◆ PASSAGE SHOWN
☆ ☆ ☆ ☆

Roach, J., B. Griffith, D. Verbyla, and J. Jones. 2011. Mechanisms influencing changes in lake area in the Alaska boreal forest. Global Change Biology 17:2567-2583. doi: 10.1111/j.1365-2486.2011.02446.x
Abstract
During the past 50 years, the number and area of lakes have declined in several regions in boreal forests. However, there
has been substantial finer-scale heterogeneity; some lakes decreased in area, some showed no trend, and others increased.
The objective of this study was to identify the primary mechanisms underlying heterogeneous trends in closed-basin lake
area. Eight lake characteristics (d18O, electrical conductivity, surface : volume index, bank slope, floating mat width, peat
depth, thaw depth at shoreline, and thaw depth at the forest boundary) were compared for 15 lake pairs in Alaskan boreal
forest where one lake had decreased in area since 1950, and the other had not. Mean differences in characteristics
between paired lakes were used to identify the most likely of nine mechanistic scenarios that combined three potential
mechanisms for decreasing lake area (talik drainage, surface water evaporation, and terrestrialization) with three potential
mechanisms for nondecreasing lake area (subpermafrost groundwater recharge through an open talik, stable permafrost,
and thermokarst). A priori expectations of the direction of mean differences between decreasing and nondecreasing paired
lakes were generated for each scenario. Decreasing lakes had significantly greater electrical conductivity, greater
surface : volume indices, shallower bank slopes, wider floating mats, greater peat depths, and shallower thaw depths at
the forest boundary. These results indicated that the most likely scenario was terrestrialization as the mechanism for lake
area reduction combined with thermokarst as the mechanism for nondecreasing lake area. Terrestrialization and
thermokarst may have been enhanced by recent warming which has both accelerated permafrost thawing and lengthened
the growing season, thereby increasing plant growth, floatingmat encroachment, transpiration rates, and the accumulation
of organic matter in lake basins. The transition to peatlands associated with terrestrialization may provide a transient
increase in carbon storage enhancing the role of northern ecosystems as major stores of global carbon.

☆ ☆ ☆ ☆

Stored data entries
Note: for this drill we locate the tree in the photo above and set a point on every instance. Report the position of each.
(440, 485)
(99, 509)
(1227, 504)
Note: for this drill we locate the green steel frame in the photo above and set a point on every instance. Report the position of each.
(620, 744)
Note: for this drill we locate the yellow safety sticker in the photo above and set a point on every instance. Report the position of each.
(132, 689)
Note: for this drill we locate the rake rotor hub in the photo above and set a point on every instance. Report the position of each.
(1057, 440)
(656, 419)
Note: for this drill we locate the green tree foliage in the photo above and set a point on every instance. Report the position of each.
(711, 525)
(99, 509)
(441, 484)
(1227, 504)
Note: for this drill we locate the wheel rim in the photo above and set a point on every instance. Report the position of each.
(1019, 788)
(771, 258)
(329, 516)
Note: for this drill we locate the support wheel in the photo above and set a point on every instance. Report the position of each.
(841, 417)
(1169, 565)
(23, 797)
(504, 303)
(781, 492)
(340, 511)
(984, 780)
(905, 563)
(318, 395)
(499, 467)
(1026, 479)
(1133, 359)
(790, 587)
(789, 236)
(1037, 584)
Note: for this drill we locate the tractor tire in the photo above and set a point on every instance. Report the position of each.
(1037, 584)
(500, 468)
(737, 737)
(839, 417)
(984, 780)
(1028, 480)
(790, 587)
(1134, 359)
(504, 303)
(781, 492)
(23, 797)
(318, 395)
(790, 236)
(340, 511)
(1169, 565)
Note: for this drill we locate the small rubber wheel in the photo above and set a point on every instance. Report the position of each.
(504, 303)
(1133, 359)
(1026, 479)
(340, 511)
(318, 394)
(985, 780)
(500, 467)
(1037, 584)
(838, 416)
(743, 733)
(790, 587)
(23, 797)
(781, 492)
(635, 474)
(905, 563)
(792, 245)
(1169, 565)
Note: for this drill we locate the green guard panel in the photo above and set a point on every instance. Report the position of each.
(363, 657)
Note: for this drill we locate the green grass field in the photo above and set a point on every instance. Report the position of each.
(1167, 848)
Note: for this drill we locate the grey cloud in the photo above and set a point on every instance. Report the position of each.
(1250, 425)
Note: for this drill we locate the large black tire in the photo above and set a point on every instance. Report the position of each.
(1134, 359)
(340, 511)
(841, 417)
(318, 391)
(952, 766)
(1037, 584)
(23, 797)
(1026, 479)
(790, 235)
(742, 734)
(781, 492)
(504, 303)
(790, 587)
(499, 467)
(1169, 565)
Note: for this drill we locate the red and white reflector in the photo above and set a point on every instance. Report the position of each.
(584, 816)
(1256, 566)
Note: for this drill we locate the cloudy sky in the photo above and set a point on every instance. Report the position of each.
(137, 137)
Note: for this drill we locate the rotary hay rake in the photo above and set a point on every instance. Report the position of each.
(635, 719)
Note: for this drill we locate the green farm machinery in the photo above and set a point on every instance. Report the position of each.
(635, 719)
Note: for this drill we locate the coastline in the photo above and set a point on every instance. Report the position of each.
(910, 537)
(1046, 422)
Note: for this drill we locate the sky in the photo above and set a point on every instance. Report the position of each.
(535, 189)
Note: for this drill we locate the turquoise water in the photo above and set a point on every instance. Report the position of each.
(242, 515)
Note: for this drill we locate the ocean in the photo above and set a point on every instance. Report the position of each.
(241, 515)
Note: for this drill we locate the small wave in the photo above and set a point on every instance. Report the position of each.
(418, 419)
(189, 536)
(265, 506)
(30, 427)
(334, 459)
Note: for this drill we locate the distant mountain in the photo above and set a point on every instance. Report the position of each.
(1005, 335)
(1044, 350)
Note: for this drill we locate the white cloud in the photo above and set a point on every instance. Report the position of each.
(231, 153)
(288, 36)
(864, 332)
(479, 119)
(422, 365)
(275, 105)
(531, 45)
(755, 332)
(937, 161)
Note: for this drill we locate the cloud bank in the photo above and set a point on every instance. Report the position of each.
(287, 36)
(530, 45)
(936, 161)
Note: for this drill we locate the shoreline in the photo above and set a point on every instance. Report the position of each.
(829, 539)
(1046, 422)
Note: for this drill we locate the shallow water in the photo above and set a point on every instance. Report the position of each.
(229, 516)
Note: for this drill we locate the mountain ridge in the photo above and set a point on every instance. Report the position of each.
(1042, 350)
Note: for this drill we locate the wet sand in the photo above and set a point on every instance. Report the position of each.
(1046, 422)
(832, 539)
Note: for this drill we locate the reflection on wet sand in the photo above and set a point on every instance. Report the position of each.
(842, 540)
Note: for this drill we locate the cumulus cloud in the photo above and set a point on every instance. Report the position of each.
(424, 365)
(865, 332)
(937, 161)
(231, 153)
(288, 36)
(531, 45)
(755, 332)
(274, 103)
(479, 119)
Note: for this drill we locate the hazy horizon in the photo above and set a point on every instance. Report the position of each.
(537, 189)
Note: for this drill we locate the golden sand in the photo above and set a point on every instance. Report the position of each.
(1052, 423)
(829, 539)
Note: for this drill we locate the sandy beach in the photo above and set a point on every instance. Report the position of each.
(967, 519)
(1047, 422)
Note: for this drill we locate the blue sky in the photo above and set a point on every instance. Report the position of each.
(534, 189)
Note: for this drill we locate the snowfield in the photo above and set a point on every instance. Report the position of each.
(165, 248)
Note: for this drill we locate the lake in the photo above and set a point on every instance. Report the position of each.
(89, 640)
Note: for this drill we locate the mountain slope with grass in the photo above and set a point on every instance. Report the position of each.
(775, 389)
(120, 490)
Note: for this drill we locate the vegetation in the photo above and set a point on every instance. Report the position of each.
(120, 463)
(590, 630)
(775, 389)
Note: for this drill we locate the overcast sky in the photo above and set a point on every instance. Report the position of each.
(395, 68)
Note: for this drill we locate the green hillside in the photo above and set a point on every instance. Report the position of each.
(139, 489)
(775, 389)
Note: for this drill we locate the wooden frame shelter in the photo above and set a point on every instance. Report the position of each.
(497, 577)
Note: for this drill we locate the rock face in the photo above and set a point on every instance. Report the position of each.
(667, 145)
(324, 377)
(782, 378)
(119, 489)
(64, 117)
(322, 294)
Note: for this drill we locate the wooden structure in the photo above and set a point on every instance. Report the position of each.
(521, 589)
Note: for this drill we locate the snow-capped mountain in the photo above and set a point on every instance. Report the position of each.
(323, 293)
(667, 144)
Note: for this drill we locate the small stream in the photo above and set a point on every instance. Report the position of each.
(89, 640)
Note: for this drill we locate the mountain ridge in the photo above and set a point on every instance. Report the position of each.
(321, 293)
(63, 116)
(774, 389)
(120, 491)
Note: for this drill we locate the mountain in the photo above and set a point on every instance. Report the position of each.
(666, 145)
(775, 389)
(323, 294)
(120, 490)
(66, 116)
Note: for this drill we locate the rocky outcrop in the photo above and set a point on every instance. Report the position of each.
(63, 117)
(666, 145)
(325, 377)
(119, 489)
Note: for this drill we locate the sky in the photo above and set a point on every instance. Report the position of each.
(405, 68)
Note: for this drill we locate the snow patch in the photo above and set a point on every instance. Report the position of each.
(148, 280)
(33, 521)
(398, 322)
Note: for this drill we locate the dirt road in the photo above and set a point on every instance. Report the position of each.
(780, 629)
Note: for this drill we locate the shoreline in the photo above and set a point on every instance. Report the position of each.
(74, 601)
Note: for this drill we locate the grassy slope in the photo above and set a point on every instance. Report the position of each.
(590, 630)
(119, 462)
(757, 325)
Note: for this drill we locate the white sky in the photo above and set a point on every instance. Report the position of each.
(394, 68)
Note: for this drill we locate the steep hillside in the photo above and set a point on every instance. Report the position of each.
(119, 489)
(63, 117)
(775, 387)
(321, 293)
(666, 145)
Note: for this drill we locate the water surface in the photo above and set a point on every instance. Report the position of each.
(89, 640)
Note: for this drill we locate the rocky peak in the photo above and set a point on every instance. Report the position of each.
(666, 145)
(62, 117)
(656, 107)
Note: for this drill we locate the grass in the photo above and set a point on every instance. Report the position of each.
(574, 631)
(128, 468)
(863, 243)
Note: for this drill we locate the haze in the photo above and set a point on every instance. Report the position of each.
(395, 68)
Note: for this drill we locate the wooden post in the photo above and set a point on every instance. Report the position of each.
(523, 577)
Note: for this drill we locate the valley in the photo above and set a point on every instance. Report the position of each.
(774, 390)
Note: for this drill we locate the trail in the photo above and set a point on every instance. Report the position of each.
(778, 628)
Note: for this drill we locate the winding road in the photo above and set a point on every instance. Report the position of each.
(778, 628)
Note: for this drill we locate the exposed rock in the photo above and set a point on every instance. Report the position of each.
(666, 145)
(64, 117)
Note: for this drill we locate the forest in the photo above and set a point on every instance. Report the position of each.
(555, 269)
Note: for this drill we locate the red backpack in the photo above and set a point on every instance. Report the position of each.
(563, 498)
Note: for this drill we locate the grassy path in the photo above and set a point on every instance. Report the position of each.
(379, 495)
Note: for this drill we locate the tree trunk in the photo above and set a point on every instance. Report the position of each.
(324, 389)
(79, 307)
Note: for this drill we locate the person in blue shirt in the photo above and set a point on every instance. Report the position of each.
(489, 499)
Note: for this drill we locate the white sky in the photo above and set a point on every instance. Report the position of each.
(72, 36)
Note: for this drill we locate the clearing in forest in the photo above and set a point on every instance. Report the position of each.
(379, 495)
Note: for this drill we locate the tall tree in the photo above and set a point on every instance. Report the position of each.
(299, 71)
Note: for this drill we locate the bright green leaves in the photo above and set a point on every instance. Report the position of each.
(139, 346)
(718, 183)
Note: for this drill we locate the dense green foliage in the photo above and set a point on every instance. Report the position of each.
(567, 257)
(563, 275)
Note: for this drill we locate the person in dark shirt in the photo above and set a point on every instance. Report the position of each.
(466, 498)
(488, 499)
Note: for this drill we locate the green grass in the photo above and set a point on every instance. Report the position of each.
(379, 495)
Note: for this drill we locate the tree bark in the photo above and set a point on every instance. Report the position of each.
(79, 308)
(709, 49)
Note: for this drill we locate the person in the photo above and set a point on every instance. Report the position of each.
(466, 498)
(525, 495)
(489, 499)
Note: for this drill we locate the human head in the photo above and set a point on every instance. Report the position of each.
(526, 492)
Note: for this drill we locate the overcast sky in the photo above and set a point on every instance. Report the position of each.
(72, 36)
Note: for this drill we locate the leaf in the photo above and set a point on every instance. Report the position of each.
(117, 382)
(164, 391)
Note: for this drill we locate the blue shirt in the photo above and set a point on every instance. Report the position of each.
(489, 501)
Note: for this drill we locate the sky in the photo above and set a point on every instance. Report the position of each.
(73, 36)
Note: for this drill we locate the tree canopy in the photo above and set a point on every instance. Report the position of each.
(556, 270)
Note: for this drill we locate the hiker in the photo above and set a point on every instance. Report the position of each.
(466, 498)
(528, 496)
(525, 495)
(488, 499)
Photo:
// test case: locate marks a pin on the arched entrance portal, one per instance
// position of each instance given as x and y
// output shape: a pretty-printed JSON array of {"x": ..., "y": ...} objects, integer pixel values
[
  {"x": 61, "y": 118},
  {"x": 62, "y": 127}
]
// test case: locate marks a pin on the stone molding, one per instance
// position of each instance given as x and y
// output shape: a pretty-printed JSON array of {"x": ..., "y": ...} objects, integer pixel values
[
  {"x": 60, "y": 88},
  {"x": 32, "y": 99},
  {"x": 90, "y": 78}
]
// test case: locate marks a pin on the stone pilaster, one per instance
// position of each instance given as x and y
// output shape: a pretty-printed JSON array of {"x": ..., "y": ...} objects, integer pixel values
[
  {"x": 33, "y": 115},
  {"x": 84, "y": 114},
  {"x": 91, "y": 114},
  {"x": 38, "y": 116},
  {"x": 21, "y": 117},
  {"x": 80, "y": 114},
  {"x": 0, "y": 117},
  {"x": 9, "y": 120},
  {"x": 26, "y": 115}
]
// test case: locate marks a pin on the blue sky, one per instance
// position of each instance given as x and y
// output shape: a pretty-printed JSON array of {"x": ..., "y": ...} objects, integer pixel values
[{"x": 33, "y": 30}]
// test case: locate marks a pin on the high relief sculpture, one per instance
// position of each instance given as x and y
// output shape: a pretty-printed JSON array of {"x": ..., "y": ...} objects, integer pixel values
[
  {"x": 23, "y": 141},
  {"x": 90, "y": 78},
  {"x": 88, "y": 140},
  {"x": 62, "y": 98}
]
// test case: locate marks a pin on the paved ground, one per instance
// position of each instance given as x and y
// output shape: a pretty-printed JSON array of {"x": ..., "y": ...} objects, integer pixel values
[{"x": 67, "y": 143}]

☆ ☆ ☆ ☆

◆ WHAT TO DO
a) Rewrite the lake-area abstract, everything from "Roach, J., B." down to "and others increased.", swapping "lakes" for "ponds".
b) Answer these from the lake-area abstract:
(i) How many lake pairs were compared?
(ii) Since what year had one lake in each pair decreased in area?
(iii) Which mechanism was judged most likely for nondecreasing lake area?

◆ TASK RESULTS
a)
Roach, J., B. Griffith, D. Verbyla, and J. Jones. 2011. Mechanisms influencing changes in lake area in the Alaska boreal forest. Global Change Biology 17:2567-2583. doi: 10.1111/j.1365-2486.2011.02446.x
Abstract
During the past 50 years, the number and area of ponds have declined in several regions in boreal forests. However, there
has been substantial finer-scale heterogeneity; some ponds decreased in area, some showed no trend, and others increased.

b)
(i) 15
(ii) 1950
(iii) Thermokarst